◆ RECORDS FOR THIS TASK:
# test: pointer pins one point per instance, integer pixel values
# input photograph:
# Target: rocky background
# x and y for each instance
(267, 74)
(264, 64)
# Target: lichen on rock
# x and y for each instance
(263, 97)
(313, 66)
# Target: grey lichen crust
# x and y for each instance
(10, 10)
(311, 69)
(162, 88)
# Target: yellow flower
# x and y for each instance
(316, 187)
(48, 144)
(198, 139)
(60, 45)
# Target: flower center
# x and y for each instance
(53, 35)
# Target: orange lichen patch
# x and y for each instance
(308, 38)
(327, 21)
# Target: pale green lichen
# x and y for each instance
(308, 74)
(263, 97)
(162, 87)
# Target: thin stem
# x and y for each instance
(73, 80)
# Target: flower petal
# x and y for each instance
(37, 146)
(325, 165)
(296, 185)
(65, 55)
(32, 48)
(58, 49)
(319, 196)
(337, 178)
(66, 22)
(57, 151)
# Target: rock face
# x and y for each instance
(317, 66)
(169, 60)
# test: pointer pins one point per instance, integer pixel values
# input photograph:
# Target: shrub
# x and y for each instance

◆ TASK TO CARRY OUT: Your reply must repeat the records above exactly and in full.

◆ TASK SOLUTION:
# test: pointer pins one point per instance, integer pixel values
# input photograph:
# Target: rocky background
# x and y for each instance
(267, 74)
(264, 64)
# Target: lichen on rock
# x and y for each instance
(263, 97)
(313, 66)
# Target: grey lichen crust
# x and y for each instance
(10, 10)
(311, 69)
(162, 88)
# Target: yellow flower
# x and y for each instance
(316, 187)
(48, 144)
(198, 139)
(60, 45)
# Target: flower center
# x and y for each instance
(53, 35)
# Target: orange lichen patch
# x and y for each instance
(308, 38)
(327, 21)
# Target: pale green lichen
# x and y for each instance
(308, 74)
(263, 97)
(162, 87)
# Target: thin stem
# x and y for each instance
(73, 80)
# Target: flower petal
# x and y for each instance
(37, 146)
(325, 165)
(296, 185)
(65, 55)
(32, 48)
(58, 49)
(319, 196)
(337, 178)
(66, 22)
(57, 151)
# Target: rock face
# x and y for each instance
(317, 66)
(169, 60)
# test: pointer pins one point per instance, integer pixel values
# input photograph:
# Target: shrub
# x and y for each instance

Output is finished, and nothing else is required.